- [Text section]:
Here's your randomly selected funny email. Click here for a complete list.
Hit me again!

              50 THINGS TO DO ON A FINAL EXAM,
               WHEN YOU KNOW THAT NO MATTER HOW
             WELL YOU DO ON THE EXAM, YOU WILL FAIL
 
 1.  Bring a pillow. Fall asleep (or pretend to) until the last 15
     minutes. Wake up, say "oh geez, better get cracking" and do some
     gibberish work.  Turn it in a few minutes early.
 
 2.  Get a copy of the exam, run out screaming "Andre, Andre, I've got
     the secret documents!!"
 
 3.  If it is a math/science exam, answer in essay form. If it is long
     answer/essay form, answer with numbers and symbols. Be creative.
     Use the integral symbol.
 
 4.  Make paper airplanes out of the exam. Aim them at the instructor's
     left nostril.
 
 5.  Talk the entire way through the exam. Read questions aloud, debate
     your answers with yourself out loud. If asked to stop, yell out,
     "I'm SOOO sure you can hear me thinking." Then start talking about
     what a jerk the instructor is.
 
 6.  Bring cheerleaders.
 
 7.  Walk in, get the exam, sit down. About five minutes into it,
     loudly say to the instructor, "I don't understand ANY of this.
     I've been to every lecture all semester long! What's the deal? And
     who the hell are you? Where's the regular guy?"

- [Tasks to perform]:
1. Do these statements agree with the final-exam list above? Answer yes or no for each, quoting the words of the list that decide it. (a) After sleeping through most of the exam, you hand it in a few minutes early. (b) The paper airplanes should be aimed at the instructor's right ear. (c) On a math/science exam, you should answer in essay form.
2. In the final-exam list, what name do you shout while running out with a copy of the exam?
3. Write the next part of the final-exam list, picking up after its last line.

- [Supplied material]:

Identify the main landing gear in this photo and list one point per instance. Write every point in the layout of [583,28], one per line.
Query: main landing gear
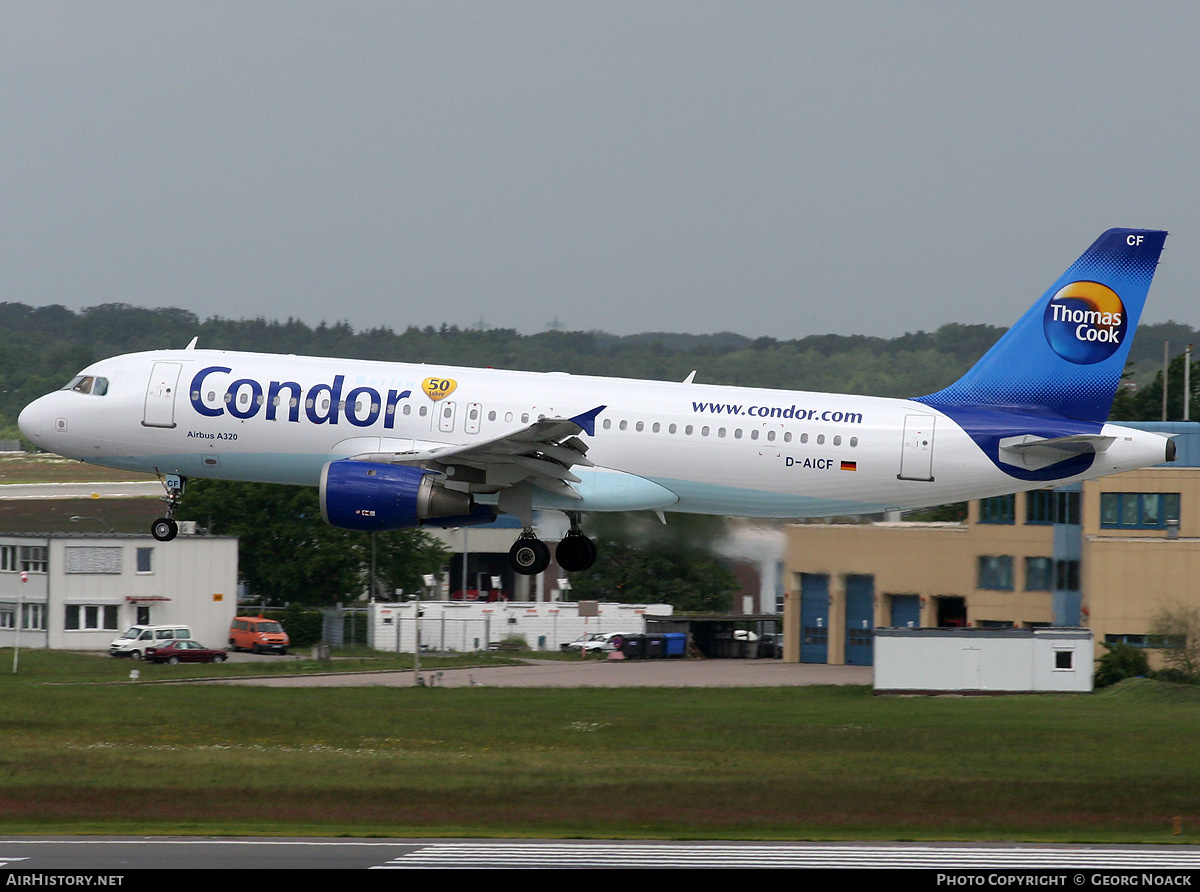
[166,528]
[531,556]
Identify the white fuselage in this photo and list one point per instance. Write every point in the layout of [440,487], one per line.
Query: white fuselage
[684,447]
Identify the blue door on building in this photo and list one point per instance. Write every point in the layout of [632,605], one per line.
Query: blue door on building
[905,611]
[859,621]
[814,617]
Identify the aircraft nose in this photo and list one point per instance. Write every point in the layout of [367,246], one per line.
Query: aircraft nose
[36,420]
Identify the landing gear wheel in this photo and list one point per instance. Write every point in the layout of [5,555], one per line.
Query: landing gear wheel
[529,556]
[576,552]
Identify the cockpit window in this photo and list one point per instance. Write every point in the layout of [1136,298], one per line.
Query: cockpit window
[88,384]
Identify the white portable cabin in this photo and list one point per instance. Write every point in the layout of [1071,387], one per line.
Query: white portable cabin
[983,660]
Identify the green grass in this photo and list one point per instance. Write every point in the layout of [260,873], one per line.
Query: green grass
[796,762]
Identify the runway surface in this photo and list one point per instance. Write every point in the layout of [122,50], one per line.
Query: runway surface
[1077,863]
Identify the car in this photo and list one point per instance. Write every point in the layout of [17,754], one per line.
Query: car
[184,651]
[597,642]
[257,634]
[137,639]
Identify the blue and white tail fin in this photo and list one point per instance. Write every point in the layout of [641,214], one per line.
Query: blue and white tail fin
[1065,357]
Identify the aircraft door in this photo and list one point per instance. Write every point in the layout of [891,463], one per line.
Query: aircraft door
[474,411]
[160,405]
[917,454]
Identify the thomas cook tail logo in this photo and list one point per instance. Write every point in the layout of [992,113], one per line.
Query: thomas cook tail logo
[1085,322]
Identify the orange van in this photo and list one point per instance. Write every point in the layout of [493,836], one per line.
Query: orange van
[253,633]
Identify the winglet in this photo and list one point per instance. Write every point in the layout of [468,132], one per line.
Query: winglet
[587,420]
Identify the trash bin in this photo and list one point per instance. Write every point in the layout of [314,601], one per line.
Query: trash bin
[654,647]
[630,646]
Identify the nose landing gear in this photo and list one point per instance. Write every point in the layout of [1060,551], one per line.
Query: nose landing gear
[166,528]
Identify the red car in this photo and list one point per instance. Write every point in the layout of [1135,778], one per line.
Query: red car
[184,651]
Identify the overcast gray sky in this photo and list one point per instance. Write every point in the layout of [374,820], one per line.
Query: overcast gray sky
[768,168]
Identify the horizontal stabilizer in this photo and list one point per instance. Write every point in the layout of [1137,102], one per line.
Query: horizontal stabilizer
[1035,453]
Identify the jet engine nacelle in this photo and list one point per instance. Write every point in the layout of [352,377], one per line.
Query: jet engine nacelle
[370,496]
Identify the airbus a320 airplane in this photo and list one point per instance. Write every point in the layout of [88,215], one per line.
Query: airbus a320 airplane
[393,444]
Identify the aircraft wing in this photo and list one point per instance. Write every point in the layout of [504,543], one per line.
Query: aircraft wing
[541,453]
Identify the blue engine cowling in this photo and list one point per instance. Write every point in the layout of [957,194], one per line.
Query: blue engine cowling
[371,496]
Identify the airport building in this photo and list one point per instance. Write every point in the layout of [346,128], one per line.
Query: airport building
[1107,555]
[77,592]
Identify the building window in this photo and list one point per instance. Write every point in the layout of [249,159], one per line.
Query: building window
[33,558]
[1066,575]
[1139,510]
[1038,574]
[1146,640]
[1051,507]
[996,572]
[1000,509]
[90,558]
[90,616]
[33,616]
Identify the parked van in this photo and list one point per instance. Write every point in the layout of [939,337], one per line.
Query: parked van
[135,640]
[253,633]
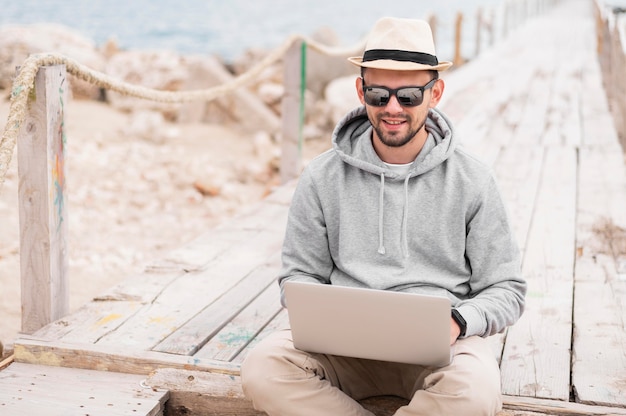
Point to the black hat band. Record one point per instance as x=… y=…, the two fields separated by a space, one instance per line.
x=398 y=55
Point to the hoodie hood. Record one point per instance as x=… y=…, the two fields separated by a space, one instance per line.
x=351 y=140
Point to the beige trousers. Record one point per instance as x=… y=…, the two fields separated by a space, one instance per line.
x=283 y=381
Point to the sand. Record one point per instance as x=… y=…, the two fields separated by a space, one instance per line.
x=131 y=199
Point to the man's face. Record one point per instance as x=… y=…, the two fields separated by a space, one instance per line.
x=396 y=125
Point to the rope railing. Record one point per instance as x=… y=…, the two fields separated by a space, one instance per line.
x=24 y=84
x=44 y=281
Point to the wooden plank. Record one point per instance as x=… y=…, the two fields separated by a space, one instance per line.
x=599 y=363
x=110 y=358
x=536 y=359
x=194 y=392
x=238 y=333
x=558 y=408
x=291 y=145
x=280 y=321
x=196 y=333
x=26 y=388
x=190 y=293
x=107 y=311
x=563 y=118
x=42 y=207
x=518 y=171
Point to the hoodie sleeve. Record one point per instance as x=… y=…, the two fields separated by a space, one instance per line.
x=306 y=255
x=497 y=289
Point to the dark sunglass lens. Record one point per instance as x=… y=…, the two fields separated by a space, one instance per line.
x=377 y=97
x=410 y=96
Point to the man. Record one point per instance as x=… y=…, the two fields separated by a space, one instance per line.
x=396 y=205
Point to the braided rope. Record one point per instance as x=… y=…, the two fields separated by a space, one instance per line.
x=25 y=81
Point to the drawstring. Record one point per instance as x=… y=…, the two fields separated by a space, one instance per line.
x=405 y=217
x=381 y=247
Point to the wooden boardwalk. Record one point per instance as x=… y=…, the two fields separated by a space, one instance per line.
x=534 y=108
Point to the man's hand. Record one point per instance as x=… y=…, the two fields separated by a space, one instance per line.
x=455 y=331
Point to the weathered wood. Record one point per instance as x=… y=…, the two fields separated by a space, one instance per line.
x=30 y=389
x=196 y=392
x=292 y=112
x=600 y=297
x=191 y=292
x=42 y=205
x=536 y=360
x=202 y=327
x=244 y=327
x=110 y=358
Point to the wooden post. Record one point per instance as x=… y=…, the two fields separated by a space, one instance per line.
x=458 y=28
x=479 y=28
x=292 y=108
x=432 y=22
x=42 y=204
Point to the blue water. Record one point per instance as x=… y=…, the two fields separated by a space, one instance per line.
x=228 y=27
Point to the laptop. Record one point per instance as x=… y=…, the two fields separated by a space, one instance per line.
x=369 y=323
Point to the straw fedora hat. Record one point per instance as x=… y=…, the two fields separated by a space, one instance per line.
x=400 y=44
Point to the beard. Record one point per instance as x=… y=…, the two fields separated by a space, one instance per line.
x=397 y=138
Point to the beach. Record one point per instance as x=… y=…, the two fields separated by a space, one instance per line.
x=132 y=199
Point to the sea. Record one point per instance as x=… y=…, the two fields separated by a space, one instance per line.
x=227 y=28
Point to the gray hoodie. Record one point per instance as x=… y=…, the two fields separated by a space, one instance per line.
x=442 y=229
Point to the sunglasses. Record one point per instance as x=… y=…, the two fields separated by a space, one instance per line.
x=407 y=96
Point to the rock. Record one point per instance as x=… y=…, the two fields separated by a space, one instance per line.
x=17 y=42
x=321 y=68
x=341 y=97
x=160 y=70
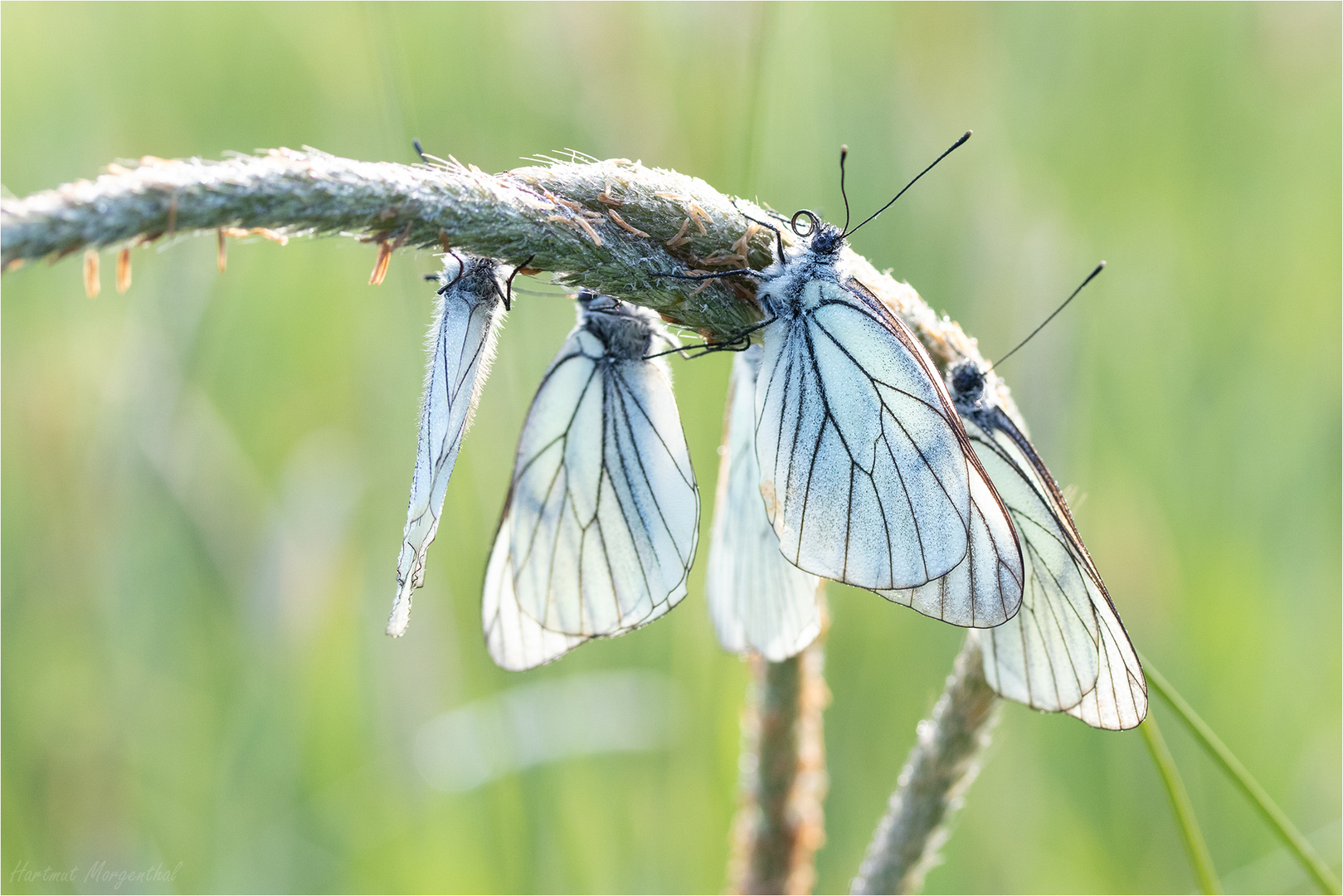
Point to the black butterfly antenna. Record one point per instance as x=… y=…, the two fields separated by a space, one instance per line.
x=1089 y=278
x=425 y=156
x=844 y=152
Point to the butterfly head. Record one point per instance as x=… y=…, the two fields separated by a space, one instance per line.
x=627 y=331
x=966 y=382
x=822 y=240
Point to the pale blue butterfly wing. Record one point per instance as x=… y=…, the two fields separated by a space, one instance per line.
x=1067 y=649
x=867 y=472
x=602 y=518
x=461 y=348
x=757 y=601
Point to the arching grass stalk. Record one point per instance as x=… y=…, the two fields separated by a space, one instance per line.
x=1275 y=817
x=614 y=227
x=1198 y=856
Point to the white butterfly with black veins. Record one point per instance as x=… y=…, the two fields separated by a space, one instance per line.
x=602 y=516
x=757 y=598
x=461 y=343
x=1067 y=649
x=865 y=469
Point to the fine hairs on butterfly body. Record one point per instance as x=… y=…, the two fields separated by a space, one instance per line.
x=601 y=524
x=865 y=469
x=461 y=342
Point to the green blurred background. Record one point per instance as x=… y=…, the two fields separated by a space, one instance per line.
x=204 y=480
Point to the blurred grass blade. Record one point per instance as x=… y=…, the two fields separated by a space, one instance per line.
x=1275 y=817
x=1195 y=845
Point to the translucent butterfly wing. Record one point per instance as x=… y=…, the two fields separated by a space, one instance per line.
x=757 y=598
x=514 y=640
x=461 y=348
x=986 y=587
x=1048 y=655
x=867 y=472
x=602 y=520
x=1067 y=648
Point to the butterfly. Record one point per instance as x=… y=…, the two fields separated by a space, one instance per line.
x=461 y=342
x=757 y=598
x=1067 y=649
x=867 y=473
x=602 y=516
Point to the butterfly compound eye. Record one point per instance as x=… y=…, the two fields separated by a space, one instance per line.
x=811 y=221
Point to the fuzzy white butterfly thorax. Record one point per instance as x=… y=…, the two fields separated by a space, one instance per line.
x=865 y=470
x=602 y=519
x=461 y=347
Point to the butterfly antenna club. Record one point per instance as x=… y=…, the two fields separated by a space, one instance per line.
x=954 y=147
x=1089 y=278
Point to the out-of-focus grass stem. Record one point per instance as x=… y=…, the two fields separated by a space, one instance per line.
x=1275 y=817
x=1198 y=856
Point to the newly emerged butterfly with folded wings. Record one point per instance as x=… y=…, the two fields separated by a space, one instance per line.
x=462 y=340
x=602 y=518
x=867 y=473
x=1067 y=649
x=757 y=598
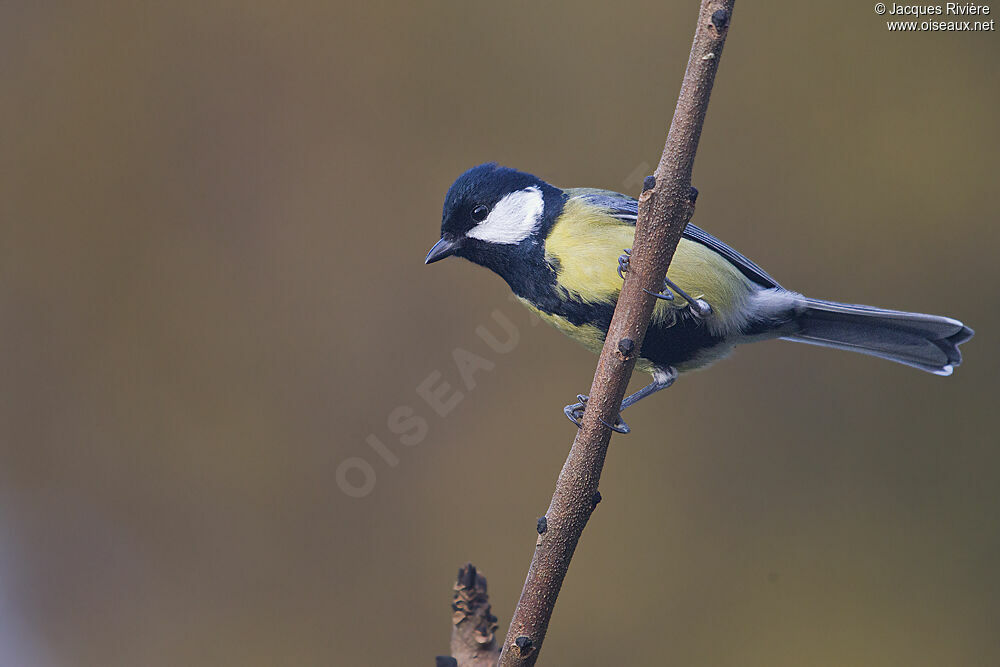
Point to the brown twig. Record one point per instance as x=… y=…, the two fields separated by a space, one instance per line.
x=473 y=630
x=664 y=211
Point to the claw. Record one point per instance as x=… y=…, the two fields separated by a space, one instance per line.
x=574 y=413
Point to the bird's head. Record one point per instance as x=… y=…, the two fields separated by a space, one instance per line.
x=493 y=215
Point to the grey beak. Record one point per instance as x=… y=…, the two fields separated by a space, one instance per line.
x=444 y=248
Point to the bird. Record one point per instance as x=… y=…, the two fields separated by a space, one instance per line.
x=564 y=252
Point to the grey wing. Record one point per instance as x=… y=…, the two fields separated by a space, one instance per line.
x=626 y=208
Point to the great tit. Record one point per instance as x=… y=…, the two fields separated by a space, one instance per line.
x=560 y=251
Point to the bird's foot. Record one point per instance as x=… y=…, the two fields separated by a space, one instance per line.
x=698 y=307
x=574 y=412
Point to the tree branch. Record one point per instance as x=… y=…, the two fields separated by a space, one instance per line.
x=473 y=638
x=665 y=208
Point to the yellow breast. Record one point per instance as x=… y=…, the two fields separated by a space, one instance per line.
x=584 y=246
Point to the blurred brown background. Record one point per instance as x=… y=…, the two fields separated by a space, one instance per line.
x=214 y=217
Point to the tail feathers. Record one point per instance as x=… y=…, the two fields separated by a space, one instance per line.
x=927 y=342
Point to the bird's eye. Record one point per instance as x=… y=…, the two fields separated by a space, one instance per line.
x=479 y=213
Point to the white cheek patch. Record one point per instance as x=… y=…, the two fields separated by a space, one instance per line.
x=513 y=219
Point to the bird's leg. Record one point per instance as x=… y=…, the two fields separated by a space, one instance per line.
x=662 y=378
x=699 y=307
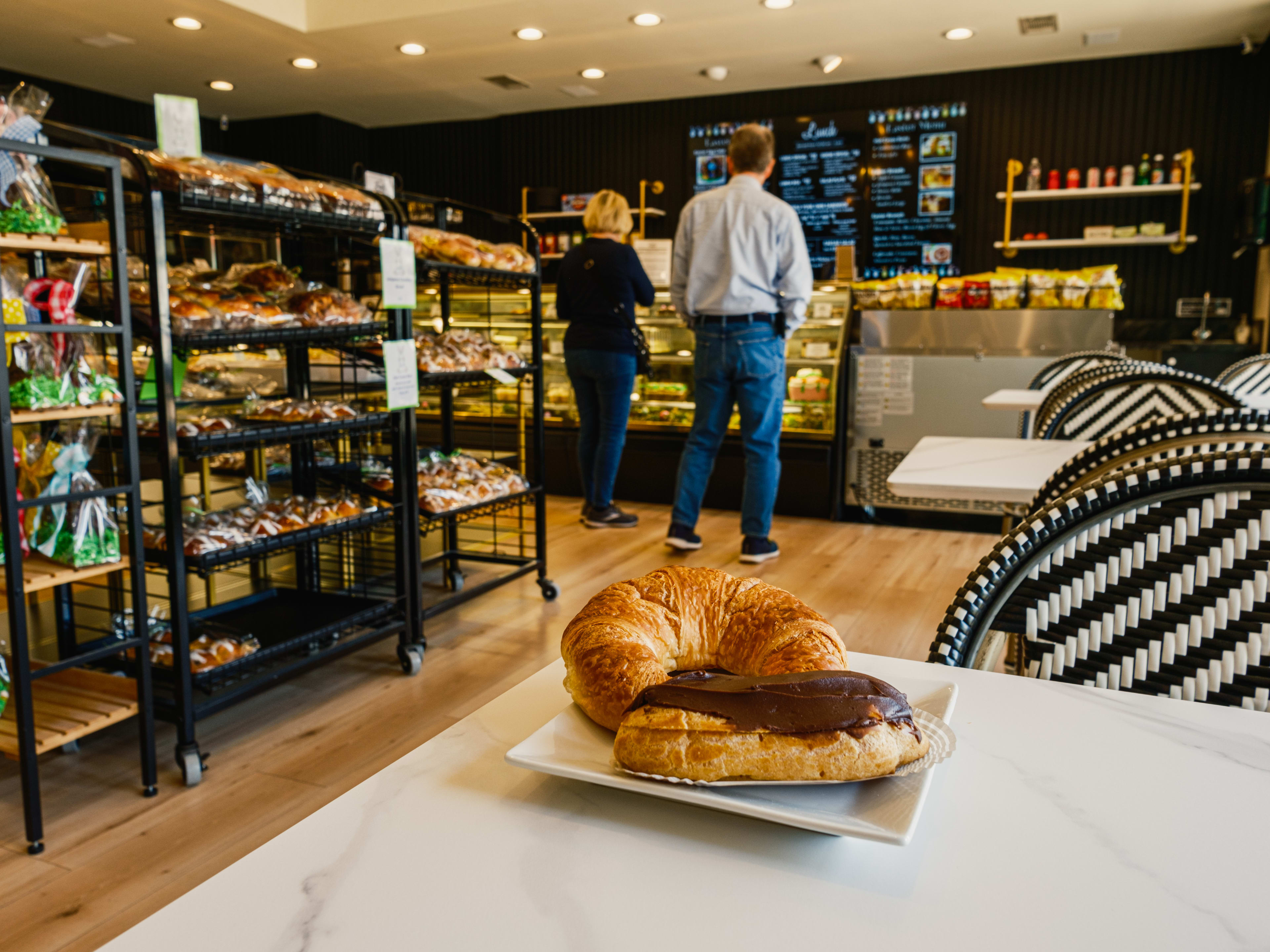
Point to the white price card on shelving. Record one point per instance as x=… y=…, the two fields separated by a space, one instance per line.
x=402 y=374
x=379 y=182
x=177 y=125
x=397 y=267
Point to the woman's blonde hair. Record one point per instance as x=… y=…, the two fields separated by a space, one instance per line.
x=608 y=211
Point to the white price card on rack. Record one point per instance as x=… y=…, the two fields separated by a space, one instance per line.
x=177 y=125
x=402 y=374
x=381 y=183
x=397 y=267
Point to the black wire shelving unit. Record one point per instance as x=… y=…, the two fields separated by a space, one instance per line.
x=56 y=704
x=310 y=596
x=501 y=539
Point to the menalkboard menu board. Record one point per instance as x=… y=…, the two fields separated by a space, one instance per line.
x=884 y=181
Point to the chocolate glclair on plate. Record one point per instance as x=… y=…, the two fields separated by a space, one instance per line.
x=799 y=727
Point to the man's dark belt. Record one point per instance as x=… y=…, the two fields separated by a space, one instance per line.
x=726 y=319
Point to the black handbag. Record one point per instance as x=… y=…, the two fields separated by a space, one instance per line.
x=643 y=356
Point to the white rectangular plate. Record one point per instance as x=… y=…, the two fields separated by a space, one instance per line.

- [Answers to the exercise]:
1.
(a) Yes: "Turn it in a few minutes early."
(b) No: "Aim them at the instructor's left nostril."
(c) Yes: "If it is a math/science exam, answer in essay form."

2. Andre.

3.
 8.  Bring a Game Boy (or Game Gear, etc...). Play with the volume at
     max level.
 
 9.  On the answer sheet (book, whatever) find a new, interesting way
     to refuse to answer every question. For example: I refuse to answer
     this question on the grounds that it conflicts with my religious
     beliefs. Be creative.
 
 10.  Bring pets.
 
 11.  Run into the exam room looking about frantically. Breathe a sigh
      of relief. Go to the instructor, say "They've found me, I have
      to leave the country" and run off.
 
 12.  Fifteen minutes into the exam, stand up, rip up all the papers
      into very small pieces, throw them into the air and yell out "Merry
      Christmas."  If you're really daring, ask for another copy of the
      exam.  Say you lost the first one. Repeat this process every
      fifteen minutes.
 
 13.  Do the exam with crayons, paint, or fluorescent markers.
 
 14.  Come into the exam wearing slippers, a bathrobe, a towel on your
      head, and nothing else.
 
 15.  Come down with a BAD case of Turet's Syndrome during the exam. Be
      as vulgar as possible.
 
 16.  Do the entire exam in another language. If you don't know one,
      make one up!  For math/science exams, try using Roman numerals.
 
 17.  Bring things to throw at the instructor when s/he's not looking.
      Blame it on the person nearest to you.
 
 18.  As soon as the instructor hands you the exam, eat it.
 
 19.  Walk into the exam with an entourage. Claim you are going to be
      taping your next video during the exam. Try to get the instructor
      to let them stay, be persuasive. Tell the instructor to expect a
      percentage of the profits if they are allowed to stay.
 
 20.  Every five minutes, stand up, collect all your things, move to
      another seat, continue with the exam.
 
 21.  Turn in the exam approximately 30 minutes into it. As you walk
      out, start commenting on how easy it was.
 
 22.  Do the entire exam as if it was multiple choice and true/false.
      If it is a multiple choice exam, spell out interesting things
      (DCCAB. BABE. etc..).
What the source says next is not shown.